-- Provided records follows --
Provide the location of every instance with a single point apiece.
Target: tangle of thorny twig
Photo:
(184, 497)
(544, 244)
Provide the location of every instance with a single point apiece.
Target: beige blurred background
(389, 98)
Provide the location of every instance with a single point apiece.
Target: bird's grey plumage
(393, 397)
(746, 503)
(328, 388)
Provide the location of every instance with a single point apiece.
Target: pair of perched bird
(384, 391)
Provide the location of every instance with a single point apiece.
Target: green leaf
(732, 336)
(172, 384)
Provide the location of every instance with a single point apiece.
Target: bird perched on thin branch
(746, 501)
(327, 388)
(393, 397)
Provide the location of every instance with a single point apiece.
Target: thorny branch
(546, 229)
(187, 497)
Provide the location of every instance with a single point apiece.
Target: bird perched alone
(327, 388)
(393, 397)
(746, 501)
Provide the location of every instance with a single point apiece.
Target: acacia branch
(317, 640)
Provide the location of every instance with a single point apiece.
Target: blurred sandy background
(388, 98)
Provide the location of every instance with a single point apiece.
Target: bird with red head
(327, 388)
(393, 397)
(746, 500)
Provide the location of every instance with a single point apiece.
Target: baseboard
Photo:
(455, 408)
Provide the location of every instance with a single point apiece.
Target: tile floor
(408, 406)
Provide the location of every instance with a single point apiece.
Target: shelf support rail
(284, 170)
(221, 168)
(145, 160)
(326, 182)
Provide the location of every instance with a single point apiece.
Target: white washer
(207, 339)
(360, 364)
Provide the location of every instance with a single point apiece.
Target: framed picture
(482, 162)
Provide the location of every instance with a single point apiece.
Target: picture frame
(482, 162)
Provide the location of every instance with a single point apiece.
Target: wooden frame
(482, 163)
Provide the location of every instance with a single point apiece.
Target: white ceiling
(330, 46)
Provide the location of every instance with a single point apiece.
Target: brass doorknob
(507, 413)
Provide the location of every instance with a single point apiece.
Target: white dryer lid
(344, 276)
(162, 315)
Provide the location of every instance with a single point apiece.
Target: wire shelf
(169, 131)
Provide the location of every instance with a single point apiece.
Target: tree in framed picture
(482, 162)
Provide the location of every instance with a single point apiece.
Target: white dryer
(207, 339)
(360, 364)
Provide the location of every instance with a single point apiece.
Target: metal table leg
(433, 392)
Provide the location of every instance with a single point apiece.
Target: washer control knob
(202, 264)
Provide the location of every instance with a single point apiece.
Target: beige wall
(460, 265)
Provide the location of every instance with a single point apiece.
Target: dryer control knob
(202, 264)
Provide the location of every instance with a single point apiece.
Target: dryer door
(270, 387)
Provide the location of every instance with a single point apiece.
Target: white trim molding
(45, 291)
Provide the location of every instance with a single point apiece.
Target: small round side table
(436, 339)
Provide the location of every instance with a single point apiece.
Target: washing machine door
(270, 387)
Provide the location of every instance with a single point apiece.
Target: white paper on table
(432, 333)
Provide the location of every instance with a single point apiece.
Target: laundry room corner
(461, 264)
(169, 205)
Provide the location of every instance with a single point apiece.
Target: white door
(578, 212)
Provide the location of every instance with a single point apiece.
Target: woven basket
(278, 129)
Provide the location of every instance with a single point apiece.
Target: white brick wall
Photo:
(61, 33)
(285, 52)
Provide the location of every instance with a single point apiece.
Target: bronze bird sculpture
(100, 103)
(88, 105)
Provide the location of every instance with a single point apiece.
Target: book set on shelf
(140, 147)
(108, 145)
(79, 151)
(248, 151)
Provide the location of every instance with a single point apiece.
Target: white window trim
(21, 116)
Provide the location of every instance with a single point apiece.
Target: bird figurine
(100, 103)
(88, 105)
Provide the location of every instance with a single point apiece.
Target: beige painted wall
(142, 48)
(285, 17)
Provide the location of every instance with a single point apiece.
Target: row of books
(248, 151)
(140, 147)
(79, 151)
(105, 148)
-- Provided records concluded --
◆ **Task**:
Every entry above should be transcribed exactly and in full.

◆ **Output**:
Provide the location of every instance with a single point apiece.
Target: tangle of thorny twig
Photo:
(184, 497)
(544, 244)
Provide the location of every instance with a single point apiece.
Target: beige blurred background
(389, 98)
Provide the location of every instance with a single point apiece.
Target: bird's grey plumage
(393, 397)
(746, 503)
(328, 388)
Provide the location of every instance with a single point apiece.
Target: pair of perched bird
(384, 391)
Provide the location of every instance with a single point apiece.
Target: green leaf
(732, 336)
(172, 384)
Provide the location of every instance with a single point apiece.
Target: bird perched on thin branch
(746, 501)
(327, 388)
(393, 397)
Provide the location of every instance with a single point apiece.
Target: thorny branch
(546, 229)
(187, 497)
Provide the location of every instance with a single point apiece.
Target: bird perched alone
(327, 388)
(393, 397)
(746, 501)
Provide the location of every instance with a single point apiece.
Target: acacia branch
(317, 640)
Provide the location of every instance with a single point apiece.
Target: blurred sandy background
(388, 98)
Provide the location of every instance with a single point apiece.
Target: bird with red head
(327, 388)
(393, 397)
(746, 500)
Provide the location of every instance with a single point apiece.
Target: baseboard
Photo:
(455, 408)
Provide the location of every instance with a single point apiece.
Target: tile floor
(408, 406)
Provide the location of every instance with a single point apiece.
Target: shelf support rail
(284, 170)
(221, 168)
(145, 160)
(326, 182)
Provide the location of every instance with a single point apiece.
Target: white washer
(207, 339)
(360, 364)
Provide the location of every instance with a single point apiece.
Target: framed picture
(482, 162)
Provide the location of every instance with a single point apiece.
Target: picture frame
(482, 162)
Provide the location of every instance with a single point apiece.
Target: wooden frame
(482, 163)
Provide the location of every instance with a single point apiece.
Target: white ceiling
(330, 46)
Provide the location of every instance with a single point apiece.
Target: brass doorknob
(507, 413)
Provide the location of every instance with a single point apiece.
Target: white dryer lid
(344, 276)
(162, 315)
Provide the location of every instance with a single point apiece.
Target: wire shelf
(169, 131)
Provide the location of every instance with a single point apiece.
Target: tree in framed picture
(482, 162)
Provide the location of every instance with a single point apiece.
Target: white dryer
(207, 339)
(360, 364)
Provide the location of every instance with a single point apiece.
Target: metal table leg
(433, 392)
Provide the location of every instance with a single point apiece.
Target: washer control knob
(202, 264)
Provide the location of every instance with a single point apiece.
Target: beige wall
(460, 265)
Provide the location of every instance with a single point apiece.
Target: dryer control knob
(202, 264)
Provide the location of every instance with a single point apiece.
Target: dryer door
(270, 387)
Provide the location of every instance with a single point apiece.
Target: white trim molding
(45, 291)
Provide the location of every instance with a single point apiece.
Target: small round side table
(436, 339)
Provide the location of every instance with a single point apiece.
Target: washing machine door
(270, 387)
Provide the location of every instance with a single point apiece.
Target: white paper on table
(432, 333)
Provide the location of every instance with a single point apiece.
Target: laundry room corner
(461, 264)
(169, 205)
Provide the location of every instance with a single point apiece.
Target: white door
(578, 212)
Provide the location of every instance with a single point apiece.
Target: woven basket
(278, 129)
Provide the location of every instance with a single point apiece.
Target: white brick wall
Photo:
(61, 33)
(285, 52)
Provide the location of every instance with a single point apiece.
Target: bronze bird sculpture
(100, 103)
(88, 105)
Provide the location of every instance with a single point apiece.
Target: book set on shelf
(140, 147)
(108, 145)
(79, 151)
(248, 151)
Provide the location of every instance with a single point apiece.
Target: white window trim
(21, 116)
Provide the location of every instance with a single point apiece.
Target: bird figurine
(100, 103)
(88, 105)
Provide the location of every instance with a single point apiece.
Target: beige painted wall
(142, 48)
(285, 17)
Provide the location of every instance with a single point apiece.
Target: row of books
(248, 151)
(140, 147)
(79, 151)
(105, 148)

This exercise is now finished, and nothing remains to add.